** start MATERIAL SUPPLIED **

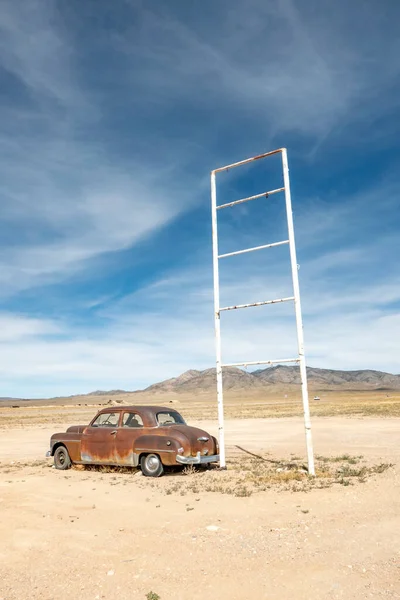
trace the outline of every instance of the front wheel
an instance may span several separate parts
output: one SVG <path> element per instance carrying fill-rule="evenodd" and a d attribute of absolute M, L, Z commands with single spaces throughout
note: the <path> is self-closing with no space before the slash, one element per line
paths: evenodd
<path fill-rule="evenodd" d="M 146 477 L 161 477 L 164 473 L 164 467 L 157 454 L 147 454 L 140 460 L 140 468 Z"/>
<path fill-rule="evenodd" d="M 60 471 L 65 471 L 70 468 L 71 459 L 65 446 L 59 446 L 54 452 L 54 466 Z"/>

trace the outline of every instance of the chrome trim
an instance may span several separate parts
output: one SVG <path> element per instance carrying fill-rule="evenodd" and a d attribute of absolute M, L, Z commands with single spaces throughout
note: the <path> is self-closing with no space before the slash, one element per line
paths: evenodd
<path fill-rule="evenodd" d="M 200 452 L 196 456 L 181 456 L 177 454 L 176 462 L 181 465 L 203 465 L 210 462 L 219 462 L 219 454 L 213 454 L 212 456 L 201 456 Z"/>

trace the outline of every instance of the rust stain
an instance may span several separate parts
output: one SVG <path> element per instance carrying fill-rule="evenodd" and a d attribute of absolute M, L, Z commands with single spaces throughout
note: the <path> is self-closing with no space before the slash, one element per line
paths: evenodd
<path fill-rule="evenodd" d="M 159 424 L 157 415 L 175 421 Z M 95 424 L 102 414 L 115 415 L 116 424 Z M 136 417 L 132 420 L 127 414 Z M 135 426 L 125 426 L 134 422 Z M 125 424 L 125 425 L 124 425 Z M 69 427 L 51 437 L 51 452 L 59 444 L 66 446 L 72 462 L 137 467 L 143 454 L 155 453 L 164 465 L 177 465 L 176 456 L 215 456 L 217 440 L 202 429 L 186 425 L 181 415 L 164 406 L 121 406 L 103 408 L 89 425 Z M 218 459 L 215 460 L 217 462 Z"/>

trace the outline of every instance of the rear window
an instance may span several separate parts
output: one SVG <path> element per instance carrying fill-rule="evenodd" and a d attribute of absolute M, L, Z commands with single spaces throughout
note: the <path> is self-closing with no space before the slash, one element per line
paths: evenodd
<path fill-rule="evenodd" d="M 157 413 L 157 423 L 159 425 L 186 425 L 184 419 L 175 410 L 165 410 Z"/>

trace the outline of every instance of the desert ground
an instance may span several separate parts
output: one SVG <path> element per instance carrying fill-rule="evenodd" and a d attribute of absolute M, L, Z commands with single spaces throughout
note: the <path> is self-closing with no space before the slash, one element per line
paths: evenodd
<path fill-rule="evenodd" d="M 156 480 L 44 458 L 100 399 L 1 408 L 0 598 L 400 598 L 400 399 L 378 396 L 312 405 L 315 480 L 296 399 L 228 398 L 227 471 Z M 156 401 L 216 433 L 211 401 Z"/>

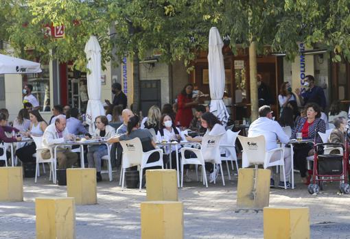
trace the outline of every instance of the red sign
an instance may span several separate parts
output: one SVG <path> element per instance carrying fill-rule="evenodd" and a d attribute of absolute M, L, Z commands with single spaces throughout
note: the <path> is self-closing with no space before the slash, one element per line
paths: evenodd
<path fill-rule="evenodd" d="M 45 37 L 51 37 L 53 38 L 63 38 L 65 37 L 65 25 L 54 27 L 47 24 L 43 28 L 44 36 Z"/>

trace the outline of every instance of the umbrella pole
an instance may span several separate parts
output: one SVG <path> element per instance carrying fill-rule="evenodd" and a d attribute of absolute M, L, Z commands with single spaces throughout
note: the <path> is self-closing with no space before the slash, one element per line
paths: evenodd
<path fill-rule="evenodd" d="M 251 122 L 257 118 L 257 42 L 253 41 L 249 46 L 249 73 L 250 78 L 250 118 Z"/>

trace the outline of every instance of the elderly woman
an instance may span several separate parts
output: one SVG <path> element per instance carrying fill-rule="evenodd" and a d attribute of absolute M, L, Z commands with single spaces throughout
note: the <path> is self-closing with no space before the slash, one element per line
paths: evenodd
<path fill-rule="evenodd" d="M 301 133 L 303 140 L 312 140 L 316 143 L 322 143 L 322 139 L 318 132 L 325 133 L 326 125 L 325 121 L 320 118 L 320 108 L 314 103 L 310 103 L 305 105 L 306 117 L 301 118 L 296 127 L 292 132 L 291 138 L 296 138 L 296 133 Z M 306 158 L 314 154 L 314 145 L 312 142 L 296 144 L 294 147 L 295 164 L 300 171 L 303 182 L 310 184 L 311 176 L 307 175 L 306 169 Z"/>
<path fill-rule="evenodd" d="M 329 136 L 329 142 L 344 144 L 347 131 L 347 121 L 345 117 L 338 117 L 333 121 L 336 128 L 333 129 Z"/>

** end MATERIAL SUPPLIED **

## EXERCISE:
Please give all of the lines above again word for word, leaving out the pictures.

## TASK OUTPUT:
trace the outline of every instance of the front wheel
an instance may span several separate parts
output: one SVG <path> element per instance carrying fill-rule="evenodd" and a d attribute of absolute M, L, Z commands with single spaces throughout
note: the <path> is self-closing with no space before the slash, one element per line
paths: evenodd
<path fill-rule="evenodd" d="M 146 477 L 161 477 L 164 473 L 164 467 L 157 454 L 147 454 L 140 460 L 140 468 Z"/>
<path fill-rule="evenodd" d="M 60 471 L 65 471 L 70 468 L 71 459 L 65 446 L 59 446 L 54 452 L 54 466 Z"/>

trace the outline of every instance of the chrome trim
an instance may span several separate parts
output: one SVG <path> element per instance carrying fill-rule="evenodd" and a d attribute of absolute M, L, Z commands with single spaces throughout
note: the <path> is self-closing with no space before the slash, one element per line
paths: evenodd
<path fill-rule="evenodd" d="M 200 452 L 196 456 L 181 456 L 177 454 L 176 462 L 181 465 L 203 465 L 210 462 L 219 462 L 219 454 L 213 454 L 212 456 L 201 456 Z"/>

trace the outline of every instance of the rust stain
an instance may span several separate parts
output: one SVG <path> element per instance carrying fill-rule="evenodd" and a d attribute of absolute M, L, Z commands with single spaces throughout
note: the <path> is self-closing with no space before the slash, one element per line
paths: evenodd
<path fill-rule="evenodd" d="M 159 424 L 157 415 L 175 421 Z M 95 424 L 102 414 L 115 415 L 116 424 Z M 136 417 L 132 420 L 127 414 Z M 135 426 L 125 426 L 134 422 Z M 125 424 L 125 425 L 124 425 Z M 69 427 L 51 437 L 51 452 L 59 444 L 66 446 L 72 462 L 137 467 L 143 454 L 155 453 L 164 465 L 177 465 L 176 456 L 215 456 L 217 440 L 202 429 L 186 425 L 181 415 L 164 406 L 121 406 L 103 408 L 89 425 Z M 218 459 L 215 460 L 217 462 Z"/>

trace the outline of every instance of the rear window
an instance may span several separate parts
output: one SVG <path> element per instance carrying fill-rule="evenodd" and a d attribute of absolute M, L, Z commands with single spaces throughout
note: the <path> is self-closing with no space before the slash, one element per line
paths: evenodd
<path fill-rule="evenodd" d="M 157 413 L 157 423 L 159 425 L 186 425 L 184 419 L 175 410 L 165 410 Z"/>

trace the outline of every instance of the desert ground
an instance may span several separate parts
output: one SVG <path> element per instance carrying fill-rule="evenodd" and a d attribute of absolute M, L, Z commands with single spaces throughout
note: the <path> is self-closing with no space before the slash, one element per line
paths: evenodd
<path fill-rule="evenodd" d="M 156 480 L 44 458 L 100 399 L 1 408 L 0 598 L 400 598 L 400 399 L 378 396 L 312 405 L 315 480 L 296 399 L 228 398 L 227 471 Z M 156 401 L 216 433 L 211 401 Z"/>

trace the outline of every instance of the red sign
an instance may span several separate parts
output: one SVG <path> element per instance carrying fill-rule="evenodd" and a d attribute of absolute M, L, Z commands with single spaces throughout
note: the <path> is self-closing with no space before the slash, one element per line
paths: evenodd
<path fill-rule="evenodd" d="M 45 37 L 51 37 L 53 38 L 63 38 L 65 37 L 65 25 L 54 27 L 47 24 L 43 28 L 44 36 Z"/>

trace the outline of every instance of the umbrella pole
an instance may span several separate parts
output: one SVG <path> element per instance carrying fill-rule="evenodd" and a d attribute of absolute M, L, Z commands with single spaces throughout
note: the <path> is self-closing with no space before the slash, one element per line
paths: evenodd
<path fill-rule="evenodd" d="M 251 122 L 257 118 L 257 42 L 253 41 L 249 46 L 249 73 L 250 78 L 250 118 Z"/>

trace the outline of every instance of the elderly woman
an instance may span several separate parts
output: one SVG <path> element per instance carrying fill-rule="evenodd" and a d attribute of absolute M, L, Z commands with single spaces throughout
note: the <path> is self-closing with no space before the slash, one element per line
paths: evenodd
<path fill-rule="evenodd" d="M 301 133 L 303 140 L 312 140 L 316 143 L 322 143 L 322 139 L 318 132 L 325 133 L 326 125 L 325 121 L 320 118 L 320 108 L 314 103 L 310 103 L 305 105 L 306 117 L 301 118 L 296 127 L 292 132 L 291 138 L 296 138 L 296 133 Z M 306 158 L 314 154 L 314 145 L 312 142 L 296 144 L 294 147 L 295 164 L 300 171 L 303 182 L 310 184 L 311 176 L 307 175 L 306 169 Z"/>
<path fill-rule="evenodd" d="M 329 136 L 329 142 L 344 144 L 347 131 L 347 121 L 345 117 L 338 117 L 333 121 L 336 128 L 333 129 Z"/>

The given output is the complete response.